Location annotation dataset excerpts:

┄┄┄┄┄┄┄┄┄┄┄┄┄┄┄┄┄┄┄┄

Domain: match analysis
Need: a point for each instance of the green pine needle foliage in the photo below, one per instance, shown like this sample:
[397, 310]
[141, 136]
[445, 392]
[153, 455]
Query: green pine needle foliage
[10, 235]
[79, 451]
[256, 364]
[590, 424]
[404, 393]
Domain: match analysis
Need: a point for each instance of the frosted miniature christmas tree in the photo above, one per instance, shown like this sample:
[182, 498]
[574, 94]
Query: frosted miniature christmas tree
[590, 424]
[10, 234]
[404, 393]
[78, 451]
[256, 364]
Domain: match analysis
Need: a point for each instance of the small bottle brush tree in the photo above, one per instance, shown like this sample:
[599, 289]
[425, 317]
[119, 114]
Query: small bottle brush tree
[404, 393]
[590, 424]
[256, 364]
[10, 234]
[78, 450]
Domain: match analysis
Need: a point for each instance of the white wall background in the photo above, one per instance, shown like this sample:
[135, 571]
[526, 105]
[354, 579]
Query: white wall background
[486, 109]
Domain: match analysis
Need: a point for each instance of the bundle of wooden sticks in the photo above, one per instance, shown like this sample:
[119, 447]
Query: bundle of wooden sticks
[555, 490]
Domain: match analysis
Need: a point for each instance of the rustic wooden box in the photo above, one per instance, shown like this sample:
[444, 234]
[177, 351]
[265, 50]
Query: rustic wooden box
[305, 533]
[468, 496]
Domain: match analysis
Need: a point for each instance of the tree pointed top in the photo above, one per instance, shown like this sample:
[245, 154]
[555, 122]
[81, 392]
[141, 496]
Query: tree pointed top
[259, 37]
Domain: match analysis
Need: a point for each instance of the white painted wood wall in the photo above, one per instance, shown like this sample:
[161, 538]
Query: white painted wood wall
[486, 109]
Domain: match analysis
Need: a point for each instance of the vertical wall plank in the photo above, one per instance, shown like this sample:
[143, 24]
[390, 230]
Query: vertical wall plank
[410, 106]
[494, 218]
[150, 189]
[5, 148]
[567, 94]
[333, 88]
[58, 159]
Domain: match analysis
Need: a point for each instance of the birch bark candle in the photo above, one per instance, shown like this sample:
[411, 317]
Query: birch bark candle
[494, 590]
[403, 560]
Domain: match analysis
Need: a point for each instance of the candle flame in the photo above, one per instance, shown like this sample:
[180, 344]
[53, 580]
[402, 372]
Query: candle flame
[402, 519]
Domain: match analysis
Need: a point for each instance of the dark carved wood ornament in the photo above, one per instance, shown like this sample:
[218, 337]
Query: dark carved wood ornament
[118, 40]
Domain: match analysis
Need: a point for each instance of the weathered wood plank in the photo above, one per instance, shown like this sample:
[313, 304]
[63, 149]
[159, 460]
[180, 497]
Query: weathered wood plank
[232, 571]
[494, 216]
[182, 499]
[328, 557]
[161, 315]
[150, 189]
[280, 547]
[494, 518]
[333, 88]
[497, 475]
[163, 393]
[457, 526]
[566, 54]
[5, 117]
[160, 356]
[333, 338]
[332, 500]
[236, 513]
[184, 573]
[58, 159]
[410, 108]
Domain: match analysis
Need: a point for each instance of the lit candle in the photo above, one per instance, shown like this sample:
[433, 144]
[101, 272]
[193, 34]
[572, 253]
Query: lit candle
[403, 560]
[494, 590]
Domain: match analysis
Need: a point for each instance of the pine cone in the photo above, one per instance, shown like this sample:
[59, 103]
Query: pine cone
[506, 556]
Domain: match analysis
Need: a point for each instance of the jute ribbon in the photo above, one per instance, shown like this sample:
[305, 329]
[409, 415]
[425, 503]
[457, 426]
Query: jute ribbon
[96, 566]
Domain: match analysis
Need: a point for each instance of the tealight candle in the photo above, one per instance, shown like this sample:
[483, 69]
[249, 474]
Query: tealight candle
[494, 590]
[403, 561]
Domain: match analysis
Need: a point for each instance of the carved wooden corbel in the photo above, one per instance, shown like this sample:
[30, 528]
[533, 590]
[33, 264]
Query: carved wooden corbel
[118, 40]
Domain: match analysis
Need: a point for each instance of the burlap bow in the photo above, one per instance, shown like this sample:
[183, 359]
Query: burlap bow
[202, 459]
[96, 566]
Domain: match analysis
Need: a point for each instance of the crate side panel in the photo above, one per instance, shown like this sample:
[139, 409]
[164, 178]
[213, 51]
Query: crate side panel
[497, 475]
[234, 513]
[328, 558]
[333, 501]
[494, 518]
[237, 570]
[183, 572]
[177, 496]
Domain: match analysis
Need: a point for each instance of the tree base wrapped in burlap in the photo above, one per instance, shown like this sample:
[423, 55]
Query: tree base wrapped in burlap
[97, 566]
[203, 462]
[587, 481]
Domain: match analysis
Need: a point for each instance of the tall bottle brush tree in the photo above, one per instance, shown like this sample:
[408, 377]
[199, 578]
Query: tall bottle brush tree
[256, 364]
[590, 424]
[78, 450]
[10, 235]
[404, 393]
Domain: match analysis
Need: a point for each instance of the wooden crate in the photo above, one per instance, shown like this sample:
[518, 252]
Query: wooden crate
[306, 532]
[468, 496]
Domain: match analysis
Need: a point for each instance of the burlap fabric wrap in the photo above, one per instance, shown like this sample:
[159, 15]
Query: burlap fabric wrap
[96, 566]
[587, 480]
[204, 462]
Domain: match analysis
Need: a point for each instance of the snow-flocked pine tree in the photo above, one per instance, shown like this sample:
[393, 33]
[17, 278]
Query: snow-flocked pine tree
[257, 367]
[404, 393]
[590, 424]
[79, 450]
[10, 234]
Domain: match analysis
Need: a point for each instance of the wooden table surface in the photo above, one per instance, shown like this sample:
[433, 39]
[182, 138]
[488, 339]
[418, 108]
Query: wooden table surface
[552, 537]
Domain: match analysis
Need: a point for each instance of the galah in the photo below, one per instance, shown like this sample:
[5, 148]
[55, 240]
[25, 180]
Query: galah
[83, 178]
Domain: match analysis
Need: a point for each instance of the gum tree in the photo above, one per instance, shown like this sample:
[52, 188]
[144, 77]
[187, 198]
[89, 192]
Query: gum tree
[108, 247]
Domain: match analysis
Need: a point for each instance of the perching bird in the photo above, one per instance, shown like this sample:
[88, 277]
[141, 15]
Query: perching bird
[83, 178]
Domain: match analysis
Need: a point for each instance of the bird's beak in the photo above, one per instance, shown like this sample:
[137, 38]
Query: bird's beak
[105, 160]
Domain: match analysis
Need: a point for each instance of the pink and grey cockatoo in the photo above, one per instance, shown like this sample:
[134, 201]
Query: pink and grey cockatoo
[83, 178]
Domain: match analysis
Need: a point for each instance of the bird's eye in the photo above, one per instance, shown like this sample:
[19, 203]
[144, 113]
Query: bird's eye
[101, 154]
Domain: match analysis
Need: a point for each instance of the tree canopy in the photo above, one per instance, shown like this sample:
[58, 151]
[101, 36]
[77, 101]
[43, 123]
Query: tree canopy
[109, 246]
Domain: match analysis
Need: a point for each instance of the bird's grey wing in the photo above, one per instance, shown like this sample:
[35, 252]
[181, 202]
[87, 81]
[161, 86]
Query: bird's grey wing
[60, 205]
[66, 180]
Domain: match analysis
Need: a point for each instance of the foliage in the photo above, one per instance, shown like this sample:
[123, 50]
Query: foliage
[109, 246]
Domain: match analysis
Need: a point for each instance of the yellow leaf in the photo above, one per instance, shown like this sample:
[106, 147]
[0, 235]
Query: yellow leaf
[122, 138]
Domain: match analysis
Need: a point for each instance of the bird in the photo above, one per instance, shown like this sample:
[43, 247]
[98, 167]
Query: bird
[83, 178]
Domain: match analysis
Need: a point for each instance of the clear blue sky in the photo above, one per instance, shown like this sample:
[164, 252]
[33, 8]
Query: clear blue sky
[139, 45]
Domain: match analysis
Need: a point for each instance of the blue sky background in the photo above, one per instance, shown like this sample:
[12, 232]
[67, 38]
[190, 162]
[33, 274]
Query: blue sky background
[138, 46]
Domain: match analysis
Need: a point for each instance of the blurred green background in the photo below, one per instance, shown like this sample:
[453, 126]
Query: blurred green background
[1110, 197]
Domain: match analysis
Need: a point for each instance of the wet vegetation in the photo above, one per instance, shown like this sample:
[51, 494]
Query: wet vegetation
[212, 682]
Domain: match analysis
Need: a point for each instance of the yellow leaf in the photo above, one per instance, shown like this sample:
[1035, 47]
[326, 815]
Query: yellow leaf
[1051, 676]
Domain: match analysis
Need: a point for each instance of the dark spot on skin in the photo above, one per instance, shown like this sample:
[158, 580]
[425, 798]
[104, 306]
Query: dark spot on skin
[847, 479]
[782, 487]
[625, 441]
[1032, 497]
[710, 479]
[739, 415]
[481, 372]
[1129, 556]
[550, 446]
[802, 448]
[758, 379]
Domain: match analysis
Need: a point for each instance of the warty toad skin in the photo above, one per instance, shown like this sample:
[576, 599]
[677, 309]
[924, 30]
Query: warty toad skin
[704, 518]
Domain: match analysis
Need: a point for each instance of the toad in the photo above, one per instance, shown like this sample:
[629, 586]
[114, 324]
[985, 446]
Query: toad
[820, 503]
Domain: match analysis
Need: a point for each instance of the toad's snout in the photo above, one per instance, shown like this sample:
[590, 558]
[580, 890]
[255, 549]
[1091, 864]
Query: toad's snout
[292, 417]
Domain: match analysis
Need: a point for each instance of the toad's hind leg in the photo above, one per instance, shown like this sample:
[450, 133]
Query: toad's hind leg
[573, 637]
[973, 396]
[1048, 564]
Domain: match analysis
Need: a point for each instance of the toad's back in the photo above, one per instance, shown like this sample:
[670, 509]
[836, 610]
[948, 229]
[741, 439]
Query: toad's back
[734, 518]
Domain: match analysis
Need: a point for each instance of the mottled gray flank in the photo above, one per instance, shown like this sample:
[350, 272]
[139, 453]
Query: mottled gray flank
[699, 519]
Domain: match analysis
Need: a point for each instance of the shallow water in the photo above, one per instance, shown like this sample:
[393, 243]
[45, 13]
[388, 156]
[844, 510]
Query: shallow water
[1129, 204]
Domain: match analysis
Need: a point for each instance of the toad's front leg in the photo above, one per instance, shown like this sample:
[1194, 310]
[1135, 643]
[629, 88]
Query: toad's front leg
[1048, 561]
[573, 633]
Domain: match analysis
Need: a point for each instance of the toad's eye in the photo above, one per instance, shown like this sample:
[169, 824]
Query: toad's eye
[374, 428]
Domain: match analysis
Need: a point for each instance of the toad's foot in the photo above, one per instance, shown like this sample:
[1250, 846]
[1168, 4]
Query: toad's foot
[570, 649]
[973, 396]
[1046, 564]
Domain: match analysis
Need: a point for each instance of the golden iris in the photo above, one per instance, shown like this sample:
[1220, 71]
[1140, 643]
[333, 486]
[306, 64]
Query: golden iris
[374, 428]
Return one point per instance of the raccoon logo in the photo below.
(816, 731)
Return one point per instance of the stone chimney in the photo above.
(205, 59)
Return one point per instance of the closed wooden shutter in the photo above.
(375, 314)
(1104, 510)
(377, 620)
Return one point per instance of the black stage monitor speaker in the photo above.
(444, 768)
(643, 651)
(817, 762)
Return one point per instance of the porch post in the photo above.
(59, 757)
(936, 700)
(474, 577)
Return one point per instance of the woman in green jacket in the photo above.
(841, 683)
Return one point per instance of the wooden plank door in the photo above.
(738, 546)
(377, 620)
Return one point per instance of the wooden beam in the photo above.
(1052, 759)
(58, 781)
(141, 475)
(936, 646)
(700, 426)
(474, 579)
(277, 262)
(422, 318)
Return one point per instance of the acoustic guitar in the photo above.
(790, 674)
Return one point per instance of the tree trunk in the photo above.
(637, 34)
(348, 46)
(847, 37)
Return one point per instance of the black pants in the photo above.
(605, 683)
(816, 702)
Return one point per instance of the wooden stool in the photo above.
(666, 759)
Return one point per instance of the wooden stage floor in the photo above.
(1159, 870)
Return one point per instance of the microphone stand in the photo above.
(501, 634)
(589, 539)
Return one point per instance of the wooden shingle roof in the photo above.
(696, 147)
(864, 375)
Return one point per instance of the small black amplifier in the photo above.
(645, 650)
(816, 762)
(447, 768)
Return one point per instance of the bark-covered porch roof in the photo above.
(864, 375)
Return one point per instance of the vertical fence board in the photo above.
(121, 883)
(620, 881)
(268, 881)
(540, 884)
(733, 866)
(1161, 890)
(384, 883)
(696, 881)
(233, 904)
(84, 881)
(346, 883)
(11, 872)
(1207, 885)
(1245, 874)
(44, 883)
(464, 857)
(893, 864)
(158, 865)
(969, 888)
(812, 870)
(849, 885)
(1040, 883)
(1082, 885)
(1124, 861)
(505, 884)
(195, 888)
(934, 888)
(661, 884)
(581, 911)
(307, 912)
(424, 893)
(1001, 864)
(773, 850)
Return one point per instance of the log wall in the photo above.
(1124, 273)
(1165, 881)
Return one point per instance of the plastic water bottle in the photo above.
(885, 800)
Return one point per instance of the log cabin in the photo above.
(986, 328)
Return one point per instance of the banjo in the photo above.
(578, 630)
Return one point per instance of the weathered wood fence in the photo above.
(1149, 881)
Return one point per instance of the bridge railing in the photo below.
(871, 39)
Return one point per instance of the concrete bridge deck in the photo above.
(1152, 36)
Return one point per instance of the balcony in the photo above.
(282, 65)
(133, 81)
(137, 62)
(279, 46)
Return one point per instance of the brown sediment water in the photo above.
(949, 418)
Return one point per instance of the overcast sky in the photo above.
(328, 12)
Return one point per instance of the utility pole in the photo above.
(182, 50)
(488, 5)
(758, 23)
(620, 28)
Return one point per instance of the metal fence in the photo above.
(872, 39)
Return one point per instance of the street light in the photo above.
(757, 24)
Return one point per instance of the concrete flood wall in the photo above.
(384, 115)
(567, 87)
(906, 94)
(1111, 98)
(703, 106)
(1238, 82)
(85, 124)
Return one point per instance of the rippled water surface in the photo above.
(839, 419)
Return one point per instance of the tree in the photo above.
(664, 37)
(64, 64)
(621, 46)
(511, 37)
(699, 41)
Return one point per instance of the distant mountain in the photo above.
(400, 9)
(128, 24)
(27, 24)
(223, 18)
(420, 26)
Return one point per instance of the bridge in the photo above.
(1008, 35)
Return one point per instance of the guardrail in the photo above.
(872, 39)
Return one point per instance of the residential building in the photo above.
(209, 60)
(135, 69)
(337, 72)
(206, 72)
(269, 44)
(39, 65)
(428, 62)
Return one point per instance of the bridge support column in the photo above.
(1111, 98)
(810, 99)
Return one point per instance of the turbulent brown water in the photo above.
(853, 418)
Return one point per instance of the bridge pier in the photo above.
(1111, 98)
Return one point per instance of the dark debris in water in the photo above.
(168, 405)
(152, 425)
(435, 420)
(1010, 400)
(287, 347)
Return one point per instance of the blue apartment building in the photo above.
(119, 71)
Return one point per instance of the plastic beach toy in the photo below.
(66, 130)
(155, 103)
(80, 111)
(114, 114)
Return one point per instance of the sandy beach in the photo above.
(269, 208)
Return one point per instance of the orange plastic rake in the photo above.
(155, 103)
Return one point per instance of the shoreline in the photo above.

┄┄┄┄┄┄┄┄┄┄┄┄┄┄┄┄┄┄┄┄

Retype the portion of the records above that begins with the line containing "Return one point per instance of the plastic beach" and continues through the end of the records, both ends included, keeping every line unchanged.

Return one point per instance of the plastic beach toy in the photo below.
(66, 130)
(155, 103)
(80, 111)
(114, 114)
Return one point per instance of the sandy beach in the photo above.
(269, 208)
Return one point per instance of the orange plastic rake in the photo above.
(155, 103)
Return one point per instance of the shoreline in the photo above.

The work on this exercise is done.